PROBLEMS TO SOLVE:
1) In the methods passage on extraction and phenolic content, at what wavelength was absorbance measured for total phenols?
2) Continue the methods passage on extraction and phenolic content, picking up after its final sentence.

TEXT UNDER STUDY:
——————

Essential oil extraction was performed according to Bernabé-Antonio et al. (2015) with slight modifications. Briefly, 1.5 g of fine powder of seeds, leaves and calli were soxhleted using 250 ml of hexane. The extraction was performed in three cycles of 24 h each at room temperature. The extracts were then dried using rotatory vacuum evaporator then stored at 4 °C until use.

Total phenolic content

For methanolic extracts, the total phenols were determined according to Yesil-Celiktas et al. (2007) with some modifications. Briefly, 14 mg of the methanolic extract was mixed with 2 ml methanol. Afterwards, a 10-µl aliquot was mixed with ultrapure water and 0.5 ml of Folin–Ciocalteu reagent. The solution was shaken vigorously by vortex then left to stand for 5 min. The mixture was neutralized with a solution of 1.5 ml saturated sodium carbonate, shaken vigorously then left to stand again for 1 h at ambient temperature. Absorbance was spectrophotometrically determined at 760 nm.

——————

EXCERPTED RECORDS:
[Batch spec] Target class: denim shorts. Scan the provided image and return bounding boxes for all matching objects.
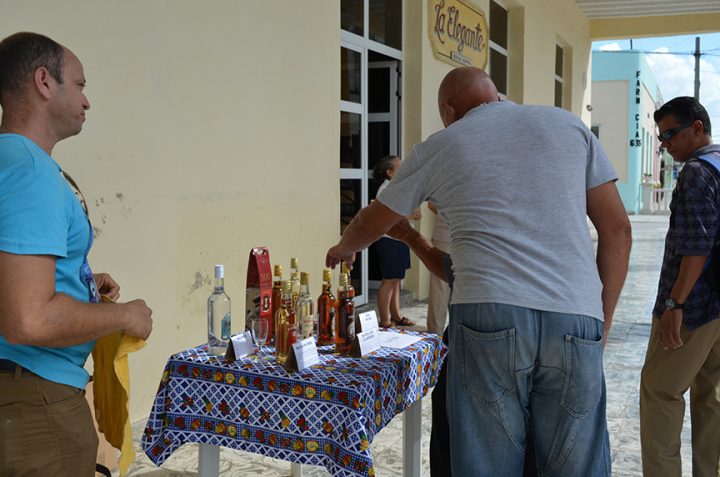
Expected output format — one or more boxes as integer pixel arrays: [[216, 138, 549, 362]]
[[447, 303, 611, 477]]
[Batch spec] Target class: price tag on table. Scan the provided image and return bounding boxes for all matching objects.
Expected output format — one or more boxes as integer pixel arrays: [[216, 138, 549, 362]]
[[225, 331, 255, 361], [355, 310, 378, 333], [293, 337, 320, 371], [355, 329, 380, 356]]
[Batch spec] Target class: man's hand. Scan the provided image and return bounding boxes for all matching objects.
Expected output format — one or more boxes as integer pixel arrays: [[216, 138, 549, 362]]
[[325, 245, 355, 270], [121, 299, 152, 340], [658, 310, 684, 350], [93, 273, 120, 301]]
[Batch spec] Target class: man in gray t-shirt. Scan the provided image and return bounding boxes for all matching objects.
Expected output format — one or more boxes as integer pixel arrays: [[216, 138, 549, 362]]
[[327, 67, 631, 475]]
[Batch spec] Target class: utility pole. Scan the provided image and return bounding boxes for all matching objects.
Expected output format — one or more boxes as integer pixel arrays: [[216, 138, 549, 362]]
[[695, 36, 700, 101]]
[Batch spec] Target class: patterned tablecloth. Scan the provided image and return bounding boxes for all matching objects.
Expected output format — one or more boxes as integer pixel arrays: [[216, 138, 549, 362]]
[[142, 332, 447, 477]]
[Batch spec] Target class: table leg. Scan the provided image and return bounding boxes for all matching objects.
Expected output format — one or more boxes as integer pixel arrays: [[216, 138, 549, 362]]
[[403, 399, 422, 477], [198, 444, 220, 477], [290, 462, 302, 477]]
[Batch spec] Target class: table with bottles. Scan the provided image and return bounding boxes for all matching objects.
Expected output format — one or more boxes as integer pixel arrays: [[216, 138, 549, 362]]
[[142, 331, 447, 476]]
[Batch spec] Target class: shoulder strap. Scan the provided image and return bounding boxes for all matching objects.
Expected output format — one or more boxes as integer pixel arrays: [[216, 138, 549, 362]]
[[696, 153, 720, 174]]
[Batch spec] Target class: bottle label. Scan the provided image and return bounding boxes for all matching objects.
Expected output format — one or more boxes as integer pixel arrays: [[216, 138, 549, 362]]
[[300, 315, 315, 339], [220, 313, 230, 340]]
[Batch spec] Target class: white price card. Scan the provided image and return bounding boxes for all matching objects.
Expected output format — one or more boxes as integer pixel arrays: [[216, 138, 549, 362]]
[[380, 331, 422, 349], [230, 331, 255, 359], [358, 310, 378, 332], [357, 329, 380, 356], [293, 337, 320, 371]]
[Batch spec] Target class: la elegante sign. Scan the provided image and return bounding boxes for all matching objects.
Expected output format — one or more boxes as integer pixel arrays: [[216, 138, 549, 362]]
[[428, 0, 488, 69]]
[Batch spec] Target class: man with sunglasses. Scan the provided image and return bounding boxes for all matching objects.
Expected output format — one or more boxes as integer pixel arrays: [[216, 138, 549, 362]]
[[0, 33, 152, 477], [640, 97, 720, 476]]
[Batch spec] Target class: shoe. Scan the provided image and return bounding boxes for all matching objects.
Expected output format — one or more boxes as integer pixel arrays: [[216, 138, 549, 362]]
[[390, 316, 415, 326]]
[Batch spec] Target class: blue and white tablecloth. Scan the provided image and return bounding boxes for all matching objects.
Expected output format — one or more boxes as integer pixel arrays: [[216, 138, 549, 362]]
[[142, 331, 447, 477]]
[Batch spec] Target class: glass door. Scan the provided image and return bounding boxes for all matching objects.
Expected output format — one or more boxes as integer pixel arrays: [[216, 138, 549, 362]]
[[340, 0, 404, 305]]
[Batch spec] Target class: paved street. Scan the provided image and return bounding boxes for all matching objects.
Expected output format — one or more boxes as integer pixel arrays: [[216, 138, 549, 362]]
[[124, 216, 691, 477]]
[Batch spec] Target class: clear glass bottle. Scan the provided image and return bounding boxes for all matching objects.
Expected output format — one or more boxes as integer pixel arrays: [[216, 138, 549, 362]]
[[295, 272, 317, 339], [317, 268, 337, 346], [208, 265, 232, 356], [288, 272, 300, 310], [335, 273, 355, 354], [275, 281, 291, 364], [267, 265, 283, 344]]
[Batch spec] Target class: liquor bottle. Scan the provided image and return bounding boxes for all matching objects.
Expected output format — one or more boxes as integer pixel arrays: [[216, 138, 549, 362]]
[[208, 265, 232, 356], [295, 272, 317, 339], [288, 272, 300, 310], [335, 273, 355, 354], [275, 281, 294, 364], [317, 268, 337, 346], [267, 265, 283, 344], [290, 257, 300, 276]]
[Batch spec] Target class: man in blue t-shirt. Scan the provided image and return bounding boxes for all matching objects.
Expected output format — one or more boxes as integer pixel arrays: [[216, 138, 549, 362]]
[[0, 33, 152, 476], [640, 97, 720, 476]]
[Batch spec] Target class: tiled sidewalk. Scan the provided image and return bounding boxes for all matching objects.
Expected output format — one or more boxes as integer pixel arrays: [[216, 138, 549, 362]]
[[124, 216, 691, 477]]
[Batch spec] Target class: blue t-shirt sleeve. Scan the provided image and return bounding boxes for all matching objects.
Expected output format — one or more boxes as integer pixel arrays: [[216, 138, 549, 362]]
[[0, 164, 68, 257], [672, 161, 720, 255]]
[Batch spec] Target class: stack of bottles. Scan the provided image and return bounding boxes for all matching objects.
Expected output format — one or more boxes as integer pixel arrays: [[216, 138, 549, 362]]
[[208, 258, 355, 356]]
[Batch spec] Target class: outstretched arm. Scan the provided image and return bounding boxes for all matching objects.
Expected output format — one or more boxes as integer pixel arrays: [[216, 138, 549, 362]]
[[587, 182, 632, 339]]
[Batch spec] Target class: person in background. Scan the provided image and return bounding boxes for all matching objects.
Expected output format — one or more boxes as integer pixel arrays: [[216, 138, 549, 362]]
[[427, 202, 450, 335], [326, 67, 632, 476], [0, 33, 152, 477], [373, 156, 420, 328], [640, 96, 720, 476]]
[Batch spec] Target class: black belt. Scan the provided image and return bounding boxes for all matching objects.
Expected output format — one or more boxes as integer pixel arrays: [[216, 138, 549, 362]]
[[0, 359, 22, 372]]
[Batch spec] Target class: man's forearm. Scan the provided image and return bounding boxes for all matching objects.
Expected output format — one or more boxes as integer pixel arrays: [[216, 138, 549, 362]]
[[3, 293, 128, 348], [597, 228, 632, 337], [387, 219, 448, 282], [337, 200, 403, 254]]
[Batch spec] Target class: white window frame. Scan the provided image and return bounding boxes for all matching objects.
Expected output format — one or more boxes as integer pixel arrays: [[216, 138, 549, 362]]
[[340, 0, 406, 305], [487, 0, 510, 99]]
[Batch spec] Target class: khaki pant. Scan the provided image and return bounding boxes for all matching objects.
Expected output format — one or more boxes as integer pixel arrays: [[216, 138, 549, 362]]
[[428, 240, 450, 336], [640, 318, 720, 477], [0, 362, 98, 477]]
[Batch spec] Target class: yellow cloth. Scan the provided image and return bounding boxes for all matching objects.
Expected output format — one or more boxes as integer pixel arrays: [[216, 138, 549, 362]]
[[93, 331, 145, 476]]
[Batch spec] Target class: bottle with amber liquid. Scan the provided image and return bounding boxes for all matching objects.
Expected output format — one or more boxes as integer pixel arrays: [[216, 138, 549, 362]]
[[317, 268, 337, 346], [295, 272, 317, 339], [335, 273, 355, 354], [267, 265, 283, 344], [275, 281, 297, 364]]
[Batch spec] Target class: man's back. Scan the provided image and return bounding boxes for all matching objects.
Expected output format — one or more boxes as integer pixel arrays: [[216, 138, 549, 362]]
[[380, 102, 616, 319]]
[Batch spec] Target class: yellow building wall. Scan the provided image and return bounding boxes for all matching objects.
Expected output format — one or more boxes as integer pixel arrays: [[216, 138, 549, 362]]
[[592, 80, 629, 182], [0, 0, 340, 420]]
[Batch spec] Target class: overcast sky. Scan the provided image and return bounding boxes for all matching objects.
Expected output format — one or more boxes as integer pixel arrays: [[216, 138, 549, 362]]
[[593, 33, 720, 144]]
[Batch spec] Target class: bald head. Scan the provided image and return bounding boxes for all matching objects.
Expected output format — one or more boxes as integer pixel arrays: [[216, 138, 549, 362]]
[[438, 66, 500, 127]]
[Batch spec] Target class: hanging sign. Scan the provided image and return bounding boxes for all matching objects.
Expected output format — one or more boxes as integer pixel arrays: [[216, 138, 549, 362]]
[[428, 0, 489, 69]]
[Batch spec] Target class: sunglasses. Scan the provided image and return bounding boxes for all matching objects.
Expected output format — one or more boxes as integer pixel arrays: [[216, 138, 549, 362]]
[[658, 123, 692, 142]]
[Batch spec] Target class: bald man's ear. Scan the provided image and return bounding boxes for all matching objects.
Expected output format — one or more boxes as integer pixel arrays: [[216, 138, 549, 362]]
[[438, 101, 458, 127]]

——————

ANSWERS FOR THE EXERCISE:
1) 760 nm

2)
For ethanolic extracts, 20 µl of each solution was mixed with 1.6 ml of ultrapure water and 0.1 ml of Folin–Ciocalteu reagent. The mixture was left to stand for 8 min at ambient temperature then 0.3 ml of a solution of 20% sodium carbonate was added to it (Robles-Martínez et al. 2016). The reaction mixture was left to stand for 2 h in the dark at ambient temperature and then the absorbance was read spectrophotometrically at 760 nm.

For essential oils, chemical extraction was carried out following the protocol of Seiquer et al. (2015). Subsequently, 10 µl of each sample was mixed with 10 µl of Folin–Ciocalteu reagent. The mixture was left to stand for 3 min then 200 µl of a solution of sodium carbonate (75 g l−1) was added to it. Afterwards, the mixture was adjusted to 250 µl with Milli-Q water, shaken then left to stand for 60 min. The absorbance was read spectrophotometrically at 750 nm (Seiquer et al. 2015).

The total phenolic content was expressed as gallic acid (GAE) equivalents (mg per gram of dry extract) using the following equation, based on the calibration curve: y = 0.0144 x + 0.034, where y is the absorbance.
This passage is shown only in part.